BEGIN

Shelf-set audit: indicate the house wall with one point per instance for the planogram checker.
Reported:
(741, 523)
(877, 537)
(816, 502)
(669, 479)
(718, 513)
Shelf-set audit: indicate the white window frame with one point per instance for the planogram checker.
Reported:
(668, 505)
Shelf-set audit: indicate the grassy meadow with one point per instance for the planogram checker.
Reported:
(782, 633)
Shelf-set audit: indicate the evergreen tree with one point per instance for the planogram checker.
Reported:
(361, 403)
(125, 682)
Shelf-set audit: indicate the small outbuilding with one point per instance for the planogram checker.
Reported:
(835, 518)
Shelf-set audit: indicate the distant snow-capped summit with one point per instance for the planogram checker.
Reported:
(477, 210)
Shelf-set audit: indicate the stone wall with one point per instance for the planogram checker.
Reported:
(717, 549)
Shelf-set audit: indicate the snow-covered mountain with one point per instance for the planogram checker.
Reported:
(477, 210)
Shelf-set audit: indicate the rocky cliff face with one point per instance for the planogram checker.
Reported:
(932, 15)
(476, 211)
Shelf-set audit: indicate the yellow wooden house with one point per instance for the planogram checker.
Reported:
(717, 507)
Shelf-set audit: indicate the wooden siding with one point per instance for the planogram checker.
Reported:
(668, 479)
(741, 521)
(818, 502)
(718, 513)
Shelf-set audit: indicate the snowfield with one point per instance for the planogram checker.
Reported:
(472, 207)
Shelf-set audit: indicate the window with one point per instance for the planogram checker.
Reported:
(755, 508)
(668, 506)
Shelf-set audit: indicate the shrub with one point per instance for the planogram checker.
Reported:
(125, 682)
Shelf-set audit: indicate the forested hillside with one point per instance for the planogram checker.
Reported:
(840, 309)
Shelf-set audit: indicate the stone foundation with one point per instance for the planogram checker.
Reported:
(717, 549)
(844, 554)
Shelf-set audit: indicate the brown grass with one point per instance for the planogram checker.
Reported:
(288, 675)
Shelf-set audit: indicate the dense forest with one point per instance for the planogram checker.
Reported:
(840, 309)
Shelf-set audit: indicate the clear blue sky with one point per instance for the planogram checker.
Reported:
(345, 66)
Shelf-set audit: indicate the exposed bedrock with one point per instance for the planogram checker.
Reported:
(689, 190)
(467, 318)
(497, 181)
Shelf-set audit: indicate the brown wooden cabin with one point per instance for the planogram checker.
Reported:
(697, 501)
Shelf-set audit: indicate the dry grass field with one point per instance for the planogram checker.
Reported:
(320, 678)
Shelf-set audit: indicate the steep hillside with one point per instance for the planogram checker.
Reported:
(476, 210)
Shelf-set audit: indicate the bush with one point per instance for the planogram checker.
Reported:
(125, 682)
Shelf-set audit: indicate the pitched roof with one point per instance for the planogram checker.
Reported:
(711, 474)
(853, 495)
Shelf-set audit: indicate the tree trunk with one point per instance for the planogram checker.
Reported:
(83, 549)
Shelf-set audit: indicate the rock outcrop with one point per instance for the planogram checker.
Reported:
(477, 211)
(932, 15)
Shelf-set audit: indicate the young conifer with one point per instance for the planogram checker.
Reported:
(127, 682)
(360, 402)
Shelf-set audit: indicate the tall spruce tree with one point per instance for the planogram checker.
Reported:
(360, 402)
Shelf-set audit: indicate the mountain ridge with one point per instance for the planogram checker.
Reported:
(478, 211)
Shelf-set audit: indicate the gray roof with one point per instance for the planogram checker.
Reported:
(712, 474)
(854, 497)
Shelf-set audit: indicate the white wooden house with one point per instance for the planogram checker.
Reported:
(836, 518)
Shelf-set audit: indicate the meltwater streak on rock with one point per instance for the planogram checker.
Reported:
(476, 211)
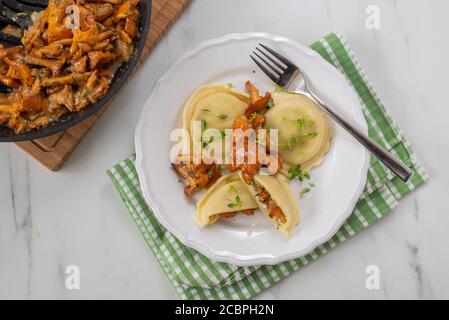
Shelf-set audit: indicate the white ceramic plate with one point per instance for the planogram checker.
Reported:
(249, 240)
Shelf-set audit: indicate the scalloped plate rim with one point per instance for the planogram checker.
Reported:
(229, 256)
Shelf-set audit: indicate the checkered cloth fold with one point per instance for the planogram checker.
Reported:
(196, 277)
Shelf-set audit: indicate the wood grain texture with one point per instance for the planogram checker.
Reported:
(52, 151)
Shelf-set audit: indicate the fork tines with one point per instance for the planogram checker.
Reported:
(274, 65)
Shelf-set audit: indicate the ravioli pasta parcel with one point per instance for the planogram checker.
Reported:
(62, 67)
(290, 135)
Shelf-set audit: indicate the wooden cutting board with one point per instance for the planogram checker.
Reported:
(52, 151)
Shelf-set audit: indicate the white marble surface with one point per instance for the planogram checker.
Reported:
(75, 217)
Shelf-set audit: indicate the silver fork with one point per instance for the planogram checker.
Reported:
(286, 74)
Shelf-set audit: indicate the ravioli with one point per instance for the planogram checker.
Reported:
(228, 194)
(216, 105)
(279, 194)
(304, 134)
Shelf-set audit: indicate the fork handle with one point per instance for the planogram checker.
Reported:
(394, 164)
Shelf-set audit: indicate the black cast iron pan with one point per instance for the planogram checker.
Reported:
(19, 11)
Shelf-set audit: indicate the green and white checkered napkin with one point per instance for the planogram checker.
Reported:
(196, 277)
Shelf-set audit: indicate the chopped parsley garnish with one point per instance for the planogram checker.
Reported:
(238, 203)
(232, 188)
(297, 172)
(291, 142)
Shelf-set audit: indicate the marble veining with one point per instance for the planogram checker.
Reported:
(49, 221)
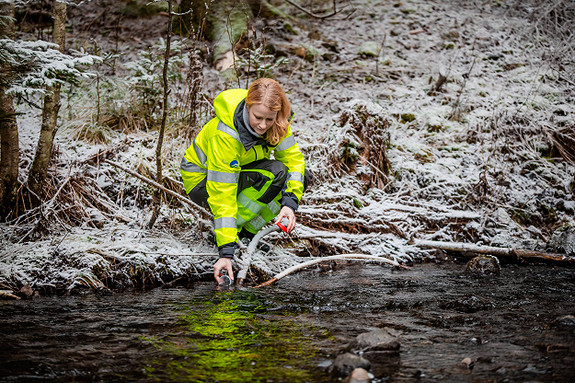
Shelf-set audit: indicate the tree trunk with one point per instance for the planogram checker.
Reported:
(157, 199)
(50, 110)
(9, 145)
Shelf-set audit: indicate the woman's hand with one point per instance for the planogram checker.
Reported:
(223, 264)
(287, 212)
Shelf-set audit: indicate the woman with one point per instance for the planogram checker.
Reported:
(228, 167)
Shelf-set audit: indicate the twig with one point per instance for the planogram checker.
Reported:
(303, 265)
(179, 197)
(498, 251)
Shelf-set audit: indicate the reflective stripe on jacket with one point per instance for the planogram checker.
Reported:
(218, 153)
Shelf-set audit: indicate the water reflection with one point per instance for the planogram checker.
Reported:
(225, 339)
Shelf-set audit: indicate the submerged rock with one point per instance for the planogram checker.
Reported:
(483, 265)
(381, 340)
(359, 375)
(563, 239)
(346, 363)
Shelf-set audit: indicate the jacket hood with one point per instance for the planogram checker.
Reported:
(226, 103)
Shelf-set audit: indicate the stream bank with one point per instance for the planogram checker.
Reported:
(513, 327)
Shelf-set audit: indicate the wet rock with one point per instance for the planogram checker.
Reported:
(359, 375)
(483, 265)
(563, 239)
(369, 49)
(380, 340)
(467, 362)
(26, 291)
(566, 320)
(344, 364)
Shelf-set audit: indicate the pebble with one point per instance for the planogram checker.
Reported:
(344, 364)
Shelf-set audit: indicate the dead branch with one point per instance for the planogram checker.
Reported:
(310, 13)
(497, 251)
(303, 265)
(247, 259)
(178, 196)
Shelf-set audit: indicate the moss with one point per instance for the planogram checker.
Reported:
(407, 117)
(369, 49)
(137, 8)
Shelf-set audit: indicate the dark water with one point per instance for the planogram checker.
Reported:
(515, 327)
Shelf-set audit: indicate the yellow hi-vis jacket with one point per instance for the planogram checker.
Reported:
(218, 153)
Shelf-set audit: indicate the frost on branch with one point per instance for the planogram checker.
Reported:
(31, 66)
(358, 142)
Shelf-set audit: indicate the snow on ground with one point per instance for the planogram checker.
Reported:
(468, 161)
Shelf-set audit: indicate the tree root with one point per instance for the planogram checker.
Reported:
(497, 251)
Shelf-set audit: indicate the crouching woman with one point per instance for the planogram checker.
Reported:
(228, 166)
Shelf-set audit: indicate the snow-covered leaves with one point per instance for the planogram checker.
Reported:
(31, 66)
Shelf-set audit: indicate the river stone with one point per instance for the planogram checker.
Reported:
(483, 265)
(381, 340)
(344, 364)
(563, 239)
(359, 375)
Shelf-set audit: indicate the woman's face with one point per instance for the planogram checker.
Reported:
(261, 118)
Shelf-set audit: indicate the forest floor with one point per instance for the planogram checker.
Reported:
(396, 152)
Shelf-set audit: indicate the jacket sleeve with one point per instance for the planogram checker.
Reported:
(287, 151)
(221, 185)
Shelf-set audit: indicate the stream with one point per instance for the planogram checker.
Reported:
(515, 327)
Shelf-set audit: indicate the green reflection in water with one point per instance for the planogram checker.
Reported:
(228, 340)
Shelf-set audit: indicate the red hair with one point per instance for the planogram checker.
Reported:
(270, 93)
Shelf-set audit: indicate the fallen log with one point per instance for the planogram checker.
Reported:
(520, 254)
(246, 261)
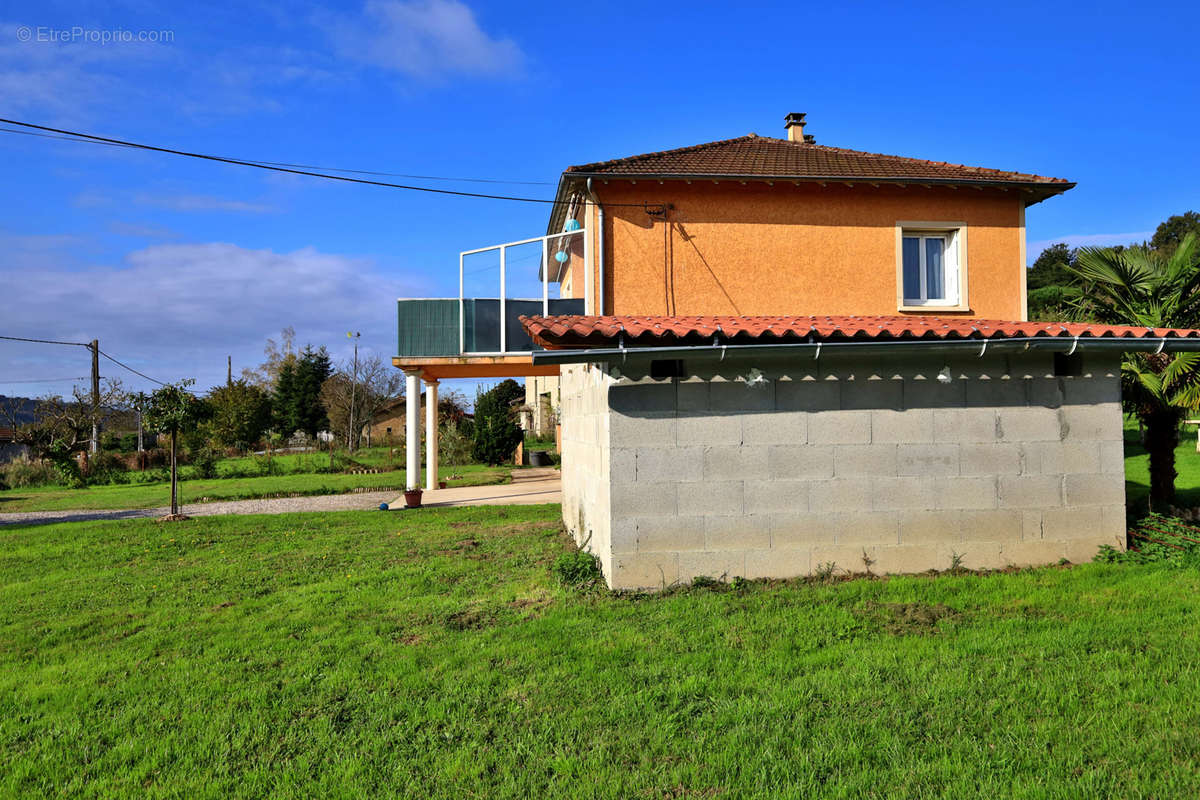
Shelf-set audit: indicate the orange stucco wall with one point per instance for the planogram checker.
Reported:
(732, 248)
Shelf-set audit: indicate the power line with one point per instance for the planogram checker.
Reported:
(346, 179)
(22, 338)
(132, 370)
(281, 163)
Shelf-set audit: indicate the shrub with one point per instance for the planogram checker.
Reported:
(24, 474)
(577, 569)
(497, 434)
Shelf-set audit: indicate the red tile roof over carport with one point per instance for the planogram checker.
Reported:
(580, 331)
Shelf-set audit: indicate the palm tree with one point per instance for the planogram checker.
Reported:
(1144, 287)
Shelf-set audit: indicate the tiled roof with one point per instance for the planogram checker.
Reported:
(601, 331)
(755, 156)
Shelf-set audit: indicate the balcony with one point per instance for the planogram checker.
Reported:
(478, 334)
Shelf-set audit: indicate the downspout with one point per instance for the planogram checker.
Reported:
(595, 200)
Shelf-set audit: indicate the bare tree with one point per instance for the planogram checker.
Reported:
(378, 383)
(61, 428)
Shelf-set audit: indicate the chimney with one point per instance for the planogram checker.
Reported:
(795, 125)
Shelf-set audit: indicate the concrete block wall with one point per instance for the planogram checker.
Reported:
(586, 459)
(844, 463)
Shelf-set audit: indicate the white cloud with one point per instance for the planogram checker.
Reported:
(426, 38)
(175, 311)
(202, 203)
(1033, 248)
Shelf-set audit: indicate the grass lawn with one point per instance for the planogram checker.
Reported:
(432, 654)
(149, 495)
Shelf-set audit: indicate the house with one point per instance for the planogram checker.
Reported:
(775, 356)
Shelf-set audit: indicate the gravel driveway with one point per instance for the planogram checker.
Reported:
(358, 501)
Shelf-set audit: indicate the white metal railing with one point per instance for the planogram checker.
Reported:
(563, 241)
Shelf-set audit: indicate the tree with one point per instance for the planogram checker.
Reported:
(1152, 288)
(496, 432)
(277, 354)
(298, 392)
(239, 414)
(1051, 286)
(377, 385)
(172, 409)
(61, 429)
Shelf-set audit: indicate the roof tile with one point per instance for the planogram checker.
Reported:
(570, 331)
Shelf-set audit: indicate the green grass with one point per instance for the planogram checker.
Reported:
(432, 654)
(150, 495)
(1187, 464)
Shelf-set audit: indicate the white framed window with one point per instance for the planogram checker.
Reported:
(931, 265)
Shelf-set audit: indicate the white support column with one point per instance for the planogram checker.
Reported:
(412, 429)
(431, 434)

END

Please reproduce, exactly as written, the lines of the records from the first line through the one containing "Shelf-set audit: indicate the wooden siding".

▸ **Output of the task**
Shelf-set audit: indicate the house wall with one point per instance for the planogram checker.
Reported:
(741, 523)
(877, 537)
(816, 502)
(669, 479)
(718, 513)
Shelf-set audit: indicate the white window frame with one point per instance for the planogram checker.
Reported:
(668, 505)
Shelf-set audit: indicate the grassy meadow with one point per instance for the planogram checker.
Reported:
(782, 633)
Shelf-set audit: indicate the evergreen tree with one point per instance for the planogram checker.
Reported:
(361, 403)
(125, 682)
Shelf-set audit: indicate the small outbuilding with one point per instance for the planogram checker.
Reported:
(835, 518)
Shelf-set audit: indicate the distant snow-capped summit with one point per instance for the planogram checker.
Reported:
(477, 210)
Shelf-set audit: indicate the stone wall with one point per instance for the planogram checker.
Reported:
(717, 549)
Shelf-set audit: indicate the snow-covered mountain with one point per instance for the planogram checker.
Reported:
(477, 210)
Shelf-set audit: indicate the rocky cliff face with one point per instance for the planogram checker.
Reported:
(932, 15)
(476, 211)
Shelf-set audit: indicate the yellow wooden house with one point per instance for the planogram checker.
Reported:
(717, 507)
Shelf-set audit: indicate the wooden siding with one point per instance for the planogram checker.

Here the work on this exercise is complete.